# What the task requires
Leave out the images and repeat every entry below exactly.

Natural-language object grounding data
****

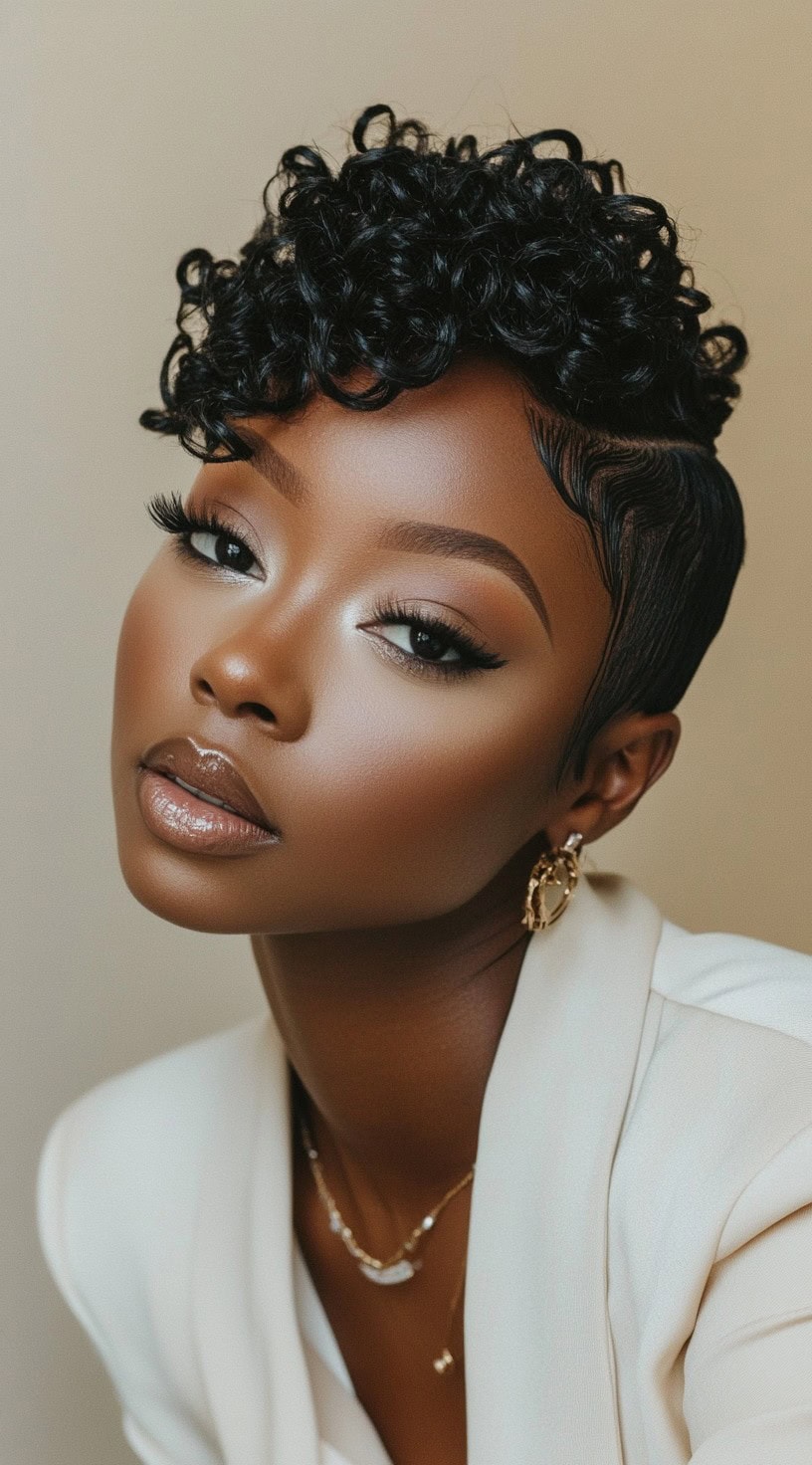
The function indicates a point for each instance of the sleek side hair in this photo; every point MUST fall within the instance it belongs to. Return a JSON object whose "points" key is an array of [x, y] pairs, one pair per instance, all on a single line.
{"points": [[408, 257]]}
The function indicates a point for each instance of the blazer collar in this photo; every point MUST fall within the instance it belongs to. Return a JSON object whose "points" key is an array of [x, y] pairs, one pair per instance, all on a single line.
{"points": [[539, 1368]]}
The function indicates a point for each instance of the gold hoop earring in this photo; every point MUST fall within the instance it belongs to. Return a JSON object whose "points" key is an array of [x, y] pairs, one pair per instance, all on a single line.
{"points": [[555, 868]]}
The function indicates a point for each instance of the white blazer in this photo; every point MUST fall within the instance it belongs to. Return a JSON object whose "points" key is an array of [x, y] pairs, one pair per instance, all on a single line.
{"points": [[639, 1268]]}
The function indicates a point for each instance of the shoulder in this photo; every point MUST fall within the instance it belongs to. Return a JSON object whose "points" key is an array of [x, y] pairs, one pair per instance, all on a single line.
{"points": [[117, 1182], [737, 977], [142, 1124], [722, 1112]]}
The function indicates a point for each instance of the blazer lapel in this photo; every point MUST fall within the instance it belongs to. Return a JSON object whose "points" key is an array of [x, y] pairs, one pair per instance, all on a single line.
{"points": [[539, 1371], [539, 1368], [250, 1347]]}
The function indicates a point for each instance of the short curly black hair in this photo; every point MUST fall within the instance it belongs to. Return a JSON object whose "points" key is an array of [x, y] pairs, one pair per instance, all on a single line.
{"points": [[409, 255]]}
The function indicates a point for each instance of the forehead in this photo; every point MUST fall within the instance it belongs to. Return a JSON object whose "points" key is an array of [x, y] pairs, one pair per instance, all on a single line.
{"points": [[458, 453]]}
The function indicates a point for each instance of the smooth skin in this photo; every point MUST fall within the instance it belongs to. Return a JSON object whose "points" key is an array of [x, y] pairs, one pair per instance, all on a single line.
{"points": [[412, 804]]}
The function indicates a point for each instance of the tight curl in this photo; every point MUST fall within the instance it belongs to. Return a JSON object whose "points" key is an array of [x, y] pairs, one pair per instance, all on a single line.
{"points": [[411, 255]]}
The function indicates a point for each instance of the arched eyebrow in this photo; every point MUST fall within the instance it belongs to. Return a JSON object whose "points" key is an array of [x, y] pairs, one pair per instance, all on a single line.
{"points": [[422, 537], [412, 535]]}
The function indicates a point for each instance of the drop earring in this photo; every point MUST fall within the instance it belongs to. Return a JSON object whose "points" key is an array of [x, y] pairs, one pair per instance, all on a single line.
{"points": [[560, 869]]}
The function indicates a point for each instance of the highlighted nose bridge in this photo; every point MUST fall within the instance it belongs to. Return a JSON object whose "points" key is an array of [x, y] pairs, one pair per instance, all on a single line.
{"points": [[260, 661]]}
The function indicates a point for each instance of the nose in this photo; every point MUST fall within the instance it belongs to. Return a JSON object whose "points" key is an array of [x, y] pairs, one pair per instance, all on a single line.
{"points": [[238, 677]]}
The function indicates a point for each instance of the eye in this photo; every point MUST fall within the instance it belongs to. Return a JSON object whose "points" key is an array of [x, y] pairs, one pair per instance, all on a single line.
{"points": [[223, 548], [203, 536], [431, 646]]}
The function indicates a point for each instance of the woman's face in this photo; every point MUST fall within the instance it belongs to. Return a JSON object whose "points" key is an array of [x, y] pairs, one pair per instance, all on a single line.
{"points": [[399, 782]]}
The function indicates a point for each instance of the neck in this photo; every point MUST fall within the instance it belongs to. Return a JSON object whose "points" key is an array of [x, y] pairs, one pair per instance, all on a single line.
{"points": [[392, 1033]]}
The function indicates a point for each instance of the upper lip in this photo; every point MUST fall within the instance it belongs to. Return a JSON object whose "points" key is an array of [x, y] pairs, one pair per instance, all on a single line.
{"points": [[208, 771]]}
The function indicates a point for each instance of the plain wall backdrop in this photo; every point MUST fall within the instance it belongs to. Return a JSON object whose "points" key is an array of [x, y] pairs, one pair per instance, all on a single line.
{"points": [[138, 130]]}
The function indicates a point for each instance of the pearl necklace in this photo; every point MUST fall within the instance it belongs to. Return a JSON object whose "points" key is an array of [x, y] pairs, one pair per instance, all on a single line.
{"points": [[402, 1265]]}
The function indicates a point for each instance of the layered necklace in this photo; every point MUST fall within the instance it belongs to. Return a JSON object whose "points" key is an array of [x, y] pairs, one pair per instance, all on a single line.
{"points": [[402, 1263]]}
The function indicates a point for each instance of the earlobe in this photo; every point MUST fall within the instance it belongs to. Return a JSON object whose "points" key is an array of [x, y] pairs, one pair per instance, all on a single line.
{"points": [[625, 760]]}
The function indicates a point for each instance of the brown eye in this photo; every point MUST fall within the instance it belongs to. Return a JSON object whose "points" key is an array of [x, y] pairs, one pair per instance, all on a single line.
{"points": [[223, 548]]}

****

# Answer to the problem
The function indicates a point for each instance of the sleek side hair in this photo; every point MUST fall within the instance it belongs to. Return a JSON object whose "points" key is an array of [x, y] pairs, one pair per instance, all on a single line.
{"points": [[408, 257]]}
The function indicates a point for each instance of the blazer collar in this photo; every point MUST fall within the instance it belongs to. Return a JSON object whose "points" key is an array of [x, y] pairs, one pair per instance, all on a single line.
{"points": [[539, 1368]]}
The function indicates a point for each instance of the gold hoop earring in this photo; every point MUST fall within the instance it belongs to. Return a JSON object whose "points" key is an array of [x, y] pairs, one pair per instance, all on a single line.
{"points": [[555, 868]]}
The function indicates a point for each instance of the white blazer in this photo; every point MUST fall within the instance it belongs to. Return a JSON object whose "points" key is an array of [x, y] pairs, one pair per instance, all on a single line.
{"points": [[639, 1268]]}
The function indicates a point for each instance of the shoulder in this photo; every point MUST fall within the instance it belongs to. Return a JSON object whose "points" key is an array of [x, y] pairs, one pair per instance, all on a single line.
{"points": [[117, 1182], [737, 977], [142, 1124], [722, 1112]]}
The function indicates a point for each instance of the blazer lapel in this photo; every point MUST fall within the instance it belongs to. Return a JSON object whose "points" key is an array of [x, y] pairs, one pair per instance, all on a single line.
{"points": [[539, 1371], [539, 1368], [250, 1347]]}
The function indicates a point for each instance of the short curly black hair in this photo; every point MUST fall within the instance it belongs to. Return a JSON object whose "points" key is an array of [x, y] pairs, one pair per instance, all on a single line.
{"points": [[409, 255]]}
The function indicates a point for each instance of the forehead in this photo; every point MUST fall within the instance it belongs to. Return a JSON object whose "points" key is an array of [x, y] pairs, one pair per instance, all on a single line.
{"points": [[458, 453]]}
The function indicates a point for each instance of the smooth skin in this photo; every point MUST fall within the instance it belongs to. Return a JSON object whose "points" key is an array of [x, y] pairs, one pair per instance, all on a single line.
{"points": [[412, 804]]}
The function indicates a point for each instance of the tight curl in this photo; every point MUST fall within the instance it belongs to. Return a JSON object whose "points" key is an array of [x, y] pairs, one pair per instance, all on a single line.
{"points": [[411, 255]]}
The function indicates a point for each instance of the arched eyebrow in this photo; every point MUST fall within the instance it belongs to. Return a JSON object whose "points" key is an array of [x, y] pairs, one pair per instance, all on a single line.
{"points": [[422, 537], [412, 535]]}
The function indicates a point for each instance of the drop earring in this photo; every point MUST fall within the instance it belongs to. Return a JSON object whose "points" key is an array of [x, y] pairs, one pair per instance, all on a single line.
{"points": [[560, 869]]}
The function indicates a point for each instance of the highlighted nose bridge in this photo; every point MUST fall within the instance it belongs to. Return a JSON object whose "points" key is an array of [x, y] pairs, one pair per instance, all on a single line.
{"points": [[260, 661]]}
The function indicates a point for each instance of the nose in this photo; every point MUST fall within the instance it belongs to. Return a JSON object whose "points" key is an array of [x, y] pairs, one pair per instance, all on a single line.
{"points": [[238, 677]]}
The function indicates a point for each instance of the eye in this photo; every point MUST fall within the instance it belongs to. Return a JSON object whose "points" key is an array of [x, y] pairs, one pair per instance, all on a single line.
{"points": [[223, 548], [203, 536], [431, 646]]}
The function indicates a point for each instance of the woman's face in this photo; every point MUST fall within the instance it belongs to. Return a JSON object whose "points" key is an array of [x, y] pairs, one pair per instance, all on a single line.
{"points": [[399, 782]]}
The function indicates a point for each instance of the neck in this photo; every point MUST fall within the instance it belongs to. Return a JSON object whose "points" key is an array of [x, y] pairs, one pair per instance, all on a single line.
{"points": [[392, 1033]]}
The function indicates a point for each instance of the upper lip in this photo; every point MUST fall within the instance it belongs to. Return a JSON object whose "points" key is an array of [x, y] pairs, one pair per instance, all on a single line.
{"points": [[208, 771]]}
The function indicates a point for each instance of the plain wall backdrop in this photo; every point MUST fall within the instance it belongs to. Return a JSON object whose "points" key is an array of [x, y] pairs, one pair per instance, all on a single line.
{"points": [[138, 130]]}
The function indicates a point for each instance of the pearl necklace in this photo; every point MUST fall within the instance it belongs to. Return a JSON object whose "points" key is an array of [x, y] pairs, one pair per instance, all on a single line.
{"points": [[402, 1265]]}
The function indicates a point for each instance of the layered necklace in this photo; every point MUST fall within the instance it belongs to. Return a JSON object whose "points" key is an array of [x, y] pairs, one pair per instance, all on a single line.
{"points": [[402, 1263]]}
The function indicates a point for each instance of the earlobe in this photo; every point MUST fall within the instance it belongs to. Return a JSON object whose "points" key is an array of [x, y] pairs, one pair per instance, all on a single line.
{"points": [[625, 760]]}
The function indicates a point for each instance of the brown eye in this photo; every point MUST fall within the instance it belongs to. Return a JSON object whose "points" key is an array of [x, y] pairs, one pair per instance, all on a single line.
{"points": [[223, 548]]}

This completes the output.